::: Excerpted data :::
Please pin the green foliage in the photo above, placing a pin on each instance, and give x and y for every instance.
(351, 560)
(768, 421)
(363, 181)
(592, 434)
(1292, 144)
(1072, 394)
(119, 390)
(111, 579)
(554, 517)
:::
**The problem**
Please copy the whole of the material exactly as written.

**Problem solution**
Please pin the green foliage in the photo above, placing a pin on each instance, and give x and y for every instance.
(351, 560)
(768, 421)
(363, 181)
(592, 434)
(1292, 144)
(1072, 394)
(119, 390)
(111, 579)
(554, 517)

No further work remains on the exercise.